— RECORDED INFORMATION —
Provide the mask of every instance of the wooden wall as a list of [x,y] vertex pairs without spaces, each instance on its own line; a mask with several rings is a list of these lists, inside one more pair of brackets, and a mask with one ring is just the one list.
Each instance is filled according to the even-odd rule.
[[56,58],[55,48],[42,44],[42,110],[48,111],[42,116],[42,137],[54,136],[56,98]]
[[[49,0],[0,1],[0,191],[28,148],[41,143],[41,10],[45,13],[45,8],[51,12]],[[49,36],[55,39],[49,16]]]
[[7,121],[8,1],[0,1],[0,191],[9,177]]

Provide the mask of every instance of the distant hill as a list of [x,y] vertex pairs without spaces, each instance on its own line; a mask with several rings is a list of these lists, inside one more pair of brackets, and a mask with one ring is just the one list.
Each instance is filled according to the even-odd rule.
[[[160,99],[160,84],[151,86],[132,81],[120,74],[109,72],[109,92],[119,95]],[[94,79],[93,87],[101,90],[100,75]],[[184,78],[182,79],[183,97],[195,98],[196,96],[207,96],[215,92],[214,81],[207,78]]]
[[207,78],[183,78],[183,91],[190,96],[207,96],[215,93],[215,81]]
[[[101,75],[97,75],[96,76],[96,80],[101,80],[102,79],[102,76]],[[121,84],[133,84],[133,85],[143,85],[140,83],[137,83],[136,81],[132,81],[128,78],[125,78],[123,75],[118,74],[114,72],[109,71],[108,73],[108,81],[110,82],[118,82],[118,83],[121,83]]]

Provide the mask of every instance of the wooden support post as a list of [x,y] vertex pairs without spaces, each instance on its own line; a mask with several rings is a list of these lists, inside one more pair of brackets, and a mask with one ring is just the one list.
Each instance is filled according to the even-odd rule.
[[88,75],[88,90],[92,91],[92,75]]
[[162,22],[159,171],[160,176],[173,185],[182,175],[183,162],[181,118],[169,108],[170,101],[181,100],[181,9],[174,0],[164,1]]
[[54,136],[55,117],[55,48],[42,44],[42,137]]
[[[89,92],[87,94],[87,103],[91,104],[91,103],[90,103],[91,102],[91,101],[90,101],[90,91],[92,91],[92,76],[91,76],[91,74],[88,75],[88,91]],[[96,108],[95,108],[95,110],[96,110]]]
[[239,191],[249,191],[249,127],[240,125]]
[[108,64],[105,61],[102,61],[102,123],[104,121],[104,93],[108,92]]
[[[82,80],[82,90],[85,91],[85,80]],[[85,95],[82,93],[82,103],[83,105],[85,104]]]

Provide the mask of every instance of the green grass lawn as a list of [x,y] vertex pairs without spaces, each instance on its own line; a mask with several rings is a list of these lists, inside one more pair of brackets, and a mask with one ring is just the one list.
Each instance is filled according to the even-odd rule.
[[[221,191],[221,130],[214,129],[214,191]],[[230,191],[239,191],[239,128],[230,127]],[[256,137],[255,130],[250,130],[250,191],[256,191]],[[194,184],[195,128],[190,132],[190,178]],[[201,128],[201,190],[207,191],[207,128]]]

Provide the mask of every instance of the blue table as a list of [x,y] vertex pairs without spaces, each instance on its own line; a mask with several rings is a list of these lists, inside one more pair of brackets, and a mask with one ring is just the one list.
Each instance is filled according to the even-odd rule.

— GIVEN PROBLEM —
Please print all of the records above again, character for character, without changing anything.

— WORKED SOLUTION —
Provide the mask of every instance of the wooden wall as a list of [x,y] vertex pairs without spaces, each instance on its own line; a mask with several rings is a list of these lists, inside one more pair of brackets, and a mask with one ring is just the one list.
Each instance is filled according to the even-odd rule.
[[56,58],[55,48],[42,44],[42,110],[48,111],[42,116],[42,137],[54,136],[56,98]]
[[[49,0],[0,1],[0,191],[28,148],[41,143],[41,10],[45,13],[45,8],[51,12]],[[49,36],[55,39],[49,16]]]
[[7,121],[8,1],[0,1],[0,191],[9,177]]

Provide the mask of every instance of the distant hill as a list of [x,y] vertex pairs without spaces, each instance on its own line; a mask with several rings is a list of these lists, inside one more pair of brackets, and a mask with one ring is just the one list.
Each instance is filled according to the even-odd rule.
[[[160,99],[160,84],[151,86],[132,81],[120,74],[109,72],[109,92],[119,95]],[[94,79],[93,87],[101,90],[100,75]],[[184,78],[182,79],[183,97],[195,98],[196,96],[207,96],[215,92],[214,81],[207,78]]]
[[207,78],[183,78],[183,91],[190,96],[207,96],[215,93],[215,81]]
[[[101,75],[97,75],[96,76],[96,80],[101,80],[102,79],[102,76]],[[121,84],[133,84],[133,85],[143,85],[140,83],[137,83],[136,81],[132,81],[128,78],[125,78],[123,75],[118,74],[114,72],[109,71],[108,73],[108,81],[110,82],[118,82],[118,83],[121,83]]]

Provide the mask of every instance of the wooden support post as a list of [x,y] vertex pairs without spaces, each instance on its own line; a mask with several rings is a list of these lists, inside one more pair of brackets, and a mask with one ring is just the one list.
Each instance is filled according to the even-odd rule.
[[88,75],[88,90],[92,91],[92,75]]
[[162,22],[159,171],[160,176],[173,185],[182,175],[183,162],[181,118],[169,108],[170,101],[181,100],[181,9],[174,0],[164,1]]
[[54,136],[55,117],[55,48],[42,44],[42,137]]
[[[89,92],[87,94],[87,103],[91,104],[91,103],[90,103],[91,102],[91,101],[90,101],[90,91],[92,91],[92,76],[91,76],[91,74],[88,75],[88,91]],[[96,108],[95,108],[95,110],[96,110]]]
[[239,191],[249,191],[249,127],[240,125]]
[[108,64],[105,61],[102,61],[102,123],[104,121],[104,93],[108,92]]
[[[82,80],[82,90],[85,91],[85,80]],[[85,95],[82,93],[82,103],[83,105],[85,104]]]

Provide the mask of every instance of the green grass lawn as a list of [x,y] vertex pairs without spaces, each instance on its own line; a mask with several rings is a list of these lists, inside one more pair of brackets, and a mask with one ring is just the one list.
Each instance is filled according to the even-odd rule.
[[[221,191],[221,130],[214,129],[214,191]],[[230,191],[239,191],[239,128],[230,127]],[[256,137],[255,130],[250,130],[250,191],[256,191]],[[194,184],[195,128],[190,132],[190,178]],[[201,128],[201,190],[207,191],[207,128]]]

Provide the mask of every instance of the blue table as a list of [x,y] vertex pairs without spaces, each instance on its own line; a mask with several rings is a list of these lists, inside one more pair of brackets, and a mask with one ring is just the one list.
Each instance is filled according to the even-odd rule.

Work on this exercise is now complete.